===== TRECHO DE ORIGEM

Este é um testemunho de grande impacto. Eusébio Sofrônio Jerônimo (347-420), um papista que defendeu a primazia do grego sobre todo o resto do “Novo Testamento”, apesar dos crentes do oriente o refutarem, testemunha duas coisas normalmente ignoradas: que o livro de Mateus foi escrito primeiro em hebraico e que os judeus a quem ele dirigiu a epístola eram zelosos da lei.

 

Ele ainda dá testemunho de que havia duas seitas ligadas ao judaísmo na sua época, ambas crentes em Yeshua: os nazarenos e os ebionitas. Isso é evidente a partir do seu comentário ao texto grego de Mateus 12:13:

 

Jerônimo, por Matt. 12:13 (398 AD) "No Evangelho usado por nazarenos e ebionitas (que eu tenho recentemente traduzido para o grego do hebraico e que é chamado por muitos - ou quase - de Mateus), este homem que tinha a mão atrofiada é descrito como um pedreiro, que reza por ajuda em palavras como esta: ‘Eu era um pedreiro busca de um sustento com minhas mãos. Peço-te, Yeshua, para restaurar a saúde me meu, que eu não posso pedir para mesquinhamente minha comida.’ (Citação de O Novo Testamento Apócrifo, Montague Rhode James, (Oxford: Clarendon Press 1924), 1-8.

 

Além disso, é importante que se diga que a crença de que o “Novo Testamento” foi escrito em grego, muito disseminada no ocidente, se deve ao fato de que a Igreja de Roma reinou soberana sobre estas terras. Essa suposição sempre foi contestada pelas igrejas do oriente e inclusive há várias igrejas católicas, de rito não latino, que preservam seu culto e orações em aramaico.

==========
===== REGISTROS EXTRAÍDOS

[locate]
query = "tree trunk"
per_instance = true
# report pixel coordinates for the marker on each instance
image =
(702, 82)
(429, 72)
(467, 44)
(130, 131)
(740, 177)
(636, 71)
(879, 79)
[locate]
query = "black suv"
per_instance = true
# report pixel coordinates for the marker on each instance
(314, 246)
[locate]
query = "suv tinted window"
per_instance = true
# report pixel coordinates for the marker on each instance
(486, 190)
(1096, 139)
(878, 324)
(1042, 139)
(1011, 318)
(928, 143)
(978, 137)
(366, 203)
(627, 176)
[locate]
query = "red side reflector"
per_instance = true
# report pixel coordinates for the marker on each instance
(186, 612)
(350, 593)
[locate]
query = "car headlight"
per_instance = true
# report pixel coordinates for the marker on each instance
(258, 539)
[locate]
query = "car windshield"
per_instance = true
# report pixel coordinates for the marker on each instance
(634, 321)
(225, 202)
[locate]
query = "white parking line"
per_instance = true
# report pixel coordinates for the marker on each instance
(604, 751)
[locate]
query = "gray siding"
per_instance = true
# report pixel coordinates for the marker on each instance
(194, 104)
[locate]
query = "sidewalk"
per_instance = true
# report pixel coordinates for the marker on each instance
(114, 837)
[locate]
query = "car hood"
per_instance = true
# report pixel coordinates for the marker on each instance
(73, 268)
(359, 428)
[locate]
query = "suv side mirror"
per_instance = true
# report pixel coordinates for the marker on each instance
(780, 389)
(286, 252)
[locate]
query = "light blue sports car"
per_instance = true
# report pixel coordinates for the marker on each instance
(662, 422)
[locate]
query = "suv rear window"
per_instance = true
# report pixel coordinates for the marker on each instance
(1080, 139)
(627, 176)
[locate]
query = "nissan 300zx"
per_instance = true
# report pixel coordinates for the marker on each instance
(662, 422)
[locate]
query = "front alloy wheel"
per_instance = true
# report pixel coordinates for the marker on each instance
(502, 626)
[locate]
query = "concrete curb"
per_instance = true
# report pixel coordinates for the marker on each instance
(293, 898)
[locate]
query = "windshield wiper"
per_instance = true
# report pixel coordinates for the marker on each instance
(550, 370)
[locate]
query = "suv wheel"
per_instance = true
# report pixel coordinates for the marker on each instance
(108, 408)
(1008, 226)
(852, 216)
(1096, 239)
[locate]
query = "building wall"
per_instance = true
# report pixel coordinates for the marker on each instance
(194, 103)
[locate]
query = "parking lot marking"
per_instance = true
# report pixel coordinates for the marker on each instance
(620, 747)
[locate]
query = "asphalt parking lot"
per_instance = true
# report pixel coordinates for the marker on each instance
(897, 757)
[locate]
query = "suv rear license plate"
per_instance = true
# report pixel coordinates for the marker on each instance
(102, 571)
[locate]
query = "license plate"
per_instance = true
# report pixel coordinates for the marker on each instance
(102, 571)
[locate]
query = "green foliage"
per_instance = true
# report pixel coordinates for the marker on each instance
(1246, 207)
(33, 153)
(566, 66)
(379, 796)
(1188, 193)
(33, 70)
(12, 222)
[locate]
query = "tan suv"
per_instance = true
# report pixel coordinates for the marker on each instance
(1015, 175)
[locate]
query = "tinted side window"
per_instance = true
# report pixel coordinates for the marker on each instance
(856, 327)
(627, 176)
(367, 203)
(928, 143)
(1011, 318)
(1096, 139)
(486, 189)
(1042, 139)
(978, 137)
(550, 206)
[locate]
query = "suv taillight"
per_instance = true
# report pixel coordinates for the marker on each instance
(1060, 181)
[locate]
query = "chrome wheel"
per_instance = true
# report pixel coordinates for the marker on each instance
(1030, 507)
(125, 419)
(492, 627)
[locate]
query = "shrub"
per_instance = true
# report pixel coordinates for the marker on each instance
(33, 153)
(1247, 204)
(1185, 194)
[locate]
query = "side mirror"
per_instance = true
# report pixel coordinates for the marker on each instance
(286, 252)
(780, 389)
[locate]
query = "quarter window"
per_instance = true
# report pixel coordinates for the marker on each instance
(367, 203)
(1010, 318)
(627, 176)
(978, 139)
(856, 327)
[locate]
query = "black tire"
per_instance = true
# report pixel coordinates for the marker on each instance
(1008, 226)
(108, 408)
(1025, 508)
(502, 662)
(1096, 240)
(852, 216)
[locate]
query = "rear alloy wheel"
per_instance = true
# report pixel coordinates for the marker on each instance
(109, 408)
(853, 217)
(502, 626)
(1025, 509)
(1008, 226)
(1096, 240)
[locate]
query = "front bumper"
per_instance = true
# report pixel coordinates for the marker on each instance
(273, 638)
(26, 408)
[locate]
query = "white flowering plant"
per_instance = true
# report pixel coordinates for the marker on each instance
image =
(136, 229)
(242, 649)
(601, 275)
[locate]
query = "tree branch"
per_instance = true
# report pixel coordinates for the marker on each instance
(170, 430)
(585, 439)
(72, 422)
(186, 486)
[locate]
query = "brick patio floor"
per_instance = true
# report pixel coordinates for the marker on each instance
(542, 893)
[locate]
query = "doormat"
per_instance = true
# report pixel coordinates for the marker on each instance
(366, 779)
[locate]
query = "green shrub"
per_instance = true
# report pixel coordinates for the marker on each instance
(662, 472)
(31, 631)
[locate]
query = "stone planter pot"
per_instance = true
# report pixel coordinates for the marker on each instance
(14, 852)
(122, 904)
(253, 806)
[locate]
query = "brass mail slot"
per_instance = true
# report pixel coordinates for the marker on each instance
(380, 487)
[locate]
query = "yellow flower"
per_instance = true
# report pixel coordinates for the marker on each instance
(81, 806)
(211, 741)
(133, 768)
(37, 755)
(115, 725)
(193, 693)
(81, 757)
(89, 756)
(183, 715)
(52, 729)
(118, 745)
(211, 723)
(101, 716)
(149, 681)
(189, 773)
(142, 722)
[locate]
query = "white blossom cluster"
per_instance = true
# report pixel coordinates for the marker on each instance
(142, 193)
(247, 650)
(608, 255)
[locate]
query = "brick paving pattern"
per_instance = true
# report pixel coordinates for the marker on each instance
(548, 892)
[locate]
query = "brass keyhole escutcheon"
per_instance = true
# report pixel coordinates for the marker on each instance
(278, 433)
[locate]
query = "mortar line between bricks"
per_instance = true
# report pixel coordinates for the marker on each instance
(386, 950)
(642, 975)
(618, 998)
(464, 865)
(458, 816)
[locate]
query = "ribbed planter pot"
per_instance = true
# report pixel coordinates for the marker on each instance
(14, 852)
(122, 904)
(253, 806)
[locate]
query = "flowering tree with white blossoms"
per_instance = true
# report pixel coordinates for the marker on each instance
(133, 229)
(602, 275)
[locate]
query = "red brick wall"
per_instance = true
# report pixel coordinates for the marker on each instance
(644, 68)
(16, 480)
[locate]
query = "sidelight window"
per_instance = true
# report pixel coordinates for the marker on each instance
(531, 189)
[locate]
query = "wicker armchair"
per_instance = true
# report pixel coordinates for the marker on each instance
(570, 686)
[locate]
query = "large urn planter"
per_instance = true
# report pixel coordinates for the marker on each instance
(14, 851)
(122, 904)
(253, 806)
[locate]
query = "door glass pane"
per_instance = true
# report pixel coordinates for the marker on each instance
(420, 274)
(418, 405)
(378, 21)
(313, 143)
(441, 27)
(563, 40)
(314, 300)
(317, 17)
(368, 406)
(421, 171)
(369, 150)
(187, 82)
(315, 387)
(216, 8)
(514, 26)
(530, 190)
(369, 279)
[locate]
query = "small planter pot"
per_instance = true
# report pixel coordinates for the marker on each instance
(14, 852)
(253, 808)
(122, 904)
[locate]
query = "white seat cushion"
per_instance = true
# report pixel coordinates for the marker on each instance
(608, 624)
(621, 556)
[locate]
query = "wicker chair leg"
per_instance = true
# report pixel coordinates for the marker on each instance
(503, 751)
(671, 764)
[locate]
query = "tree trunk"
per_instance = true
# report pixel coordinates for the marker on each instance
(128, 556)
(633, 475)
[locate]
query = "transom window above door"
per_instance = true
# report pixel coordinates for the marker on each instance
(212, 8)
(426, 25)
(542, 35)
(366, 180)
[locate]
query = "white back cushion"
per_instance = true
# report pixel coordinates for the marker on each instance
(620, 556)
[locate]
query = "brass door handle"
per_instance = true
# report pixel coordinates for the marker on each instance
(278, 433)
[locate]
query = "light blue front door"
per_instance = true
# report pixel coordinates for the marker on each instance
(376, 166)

==========

== LISTA DE TAREFAS ==
A: Selecione e copie cada linha dos registros que contenha a palavra "rear", levando em conta a diferença entre maiúsculas e minúsculas.
B: Dê prosseguimento ao trecho sobre Jerônimo e o Evangelho de Mateus a partir da última frase apresentada.
O trecho e os registros provêm de fontes diferentes.

== RESPOSTAS POR TAREFA ==
A:
query = "suv rear window"
query = "suv rear license plate"
query = "rear alloy wheel"

B:
Há inúmeras cópias da Peshita aramaica preservadas, tão antigas, ou mais velhas que as cópias gregas. O aramaico tem sido usado como língua litúrgica em várias comunidades cristãs do Oriente. Estas comunidades orientais jamais engoliram a tese católica da supremacia do grego. O Dr. Paul Younan afirma:

 

A Peshitta é a Bíblia oficial da Igreja do Oriente, o nome Peshitta, em aramaico, significa "simples, puro”, em outras palavras, o texto original e puro do 'Novo Testamento’. A Peshitta é o único e autêntico texto que contém os ‘Escritos dos Nazarenos’ ('Novo Testamento’) que foi escrito em Aramaico. A língua do Messias (Lishana d'Meshikha) e de seus discípulos (Talmideh).

 

Em referência à originalidade da Peshitta, as palavras de Mar Eshai Shimum, Patriarca dos Católicos da Igreja do Oriente, estão sumarizadas abaixo:

 

Em referência a originalidade dos textos da Peshitta, como Patriarca e Líder da Sagrada Apostólica Igreja do oriente, gostaria de afirmar que a Igreja do Oriente recebeu as Escrituras das mãos dos próprios abençoados apóstolos no original em Aramaico, a língua falada pelo Nosso S-nhor Jesus Cristo (Maran Yisho' Mshikha), e assim a Peshitta é o texto da Igreja do Oriente que veio dos tempos bíblicos sem nenhuma mudança ou revisão.

 

A Igreja do Oriente sempre acreditou que os livros do “Novo Testamento” foram originalmente escritos em aramaico e depois traduzidos para o grego pelos fiéis do ocidente, ao final do 1º século, mas nunca dos fiéis do oriente, onde o aramaico era a língua franca do Império Persa.

 

O uso constante do aramaico bem como a crítica textual revela que os textos gregos procedem do aramaico e não o contrário. É bom que se diga que até mesmo os cristãos do Líbano, que são católicos na sua maioria cantam o Pai nosso em aramaico e todas as demais liturgias.

 

Por fim, é importante recordar que no encontro de Sha'ul (Paulo) ocorrido na Estrada de Damasco ele mesmo disse, durante seu julgamento, num discurso proferido aos de sua nação:

 

E, caindo nós todos por terra, ouvi uma voz que me falava, e em língua hebraica dizia: Saulo, Saulo, por que me persegues? Dura coisa te é recalcitrar contra os aguilhões. E disse eu: Quem és, Senhor? E ele respondeu: Eu sou Jesus, a quem tu persegues. (Atos 26:14,15 – grifo nosso)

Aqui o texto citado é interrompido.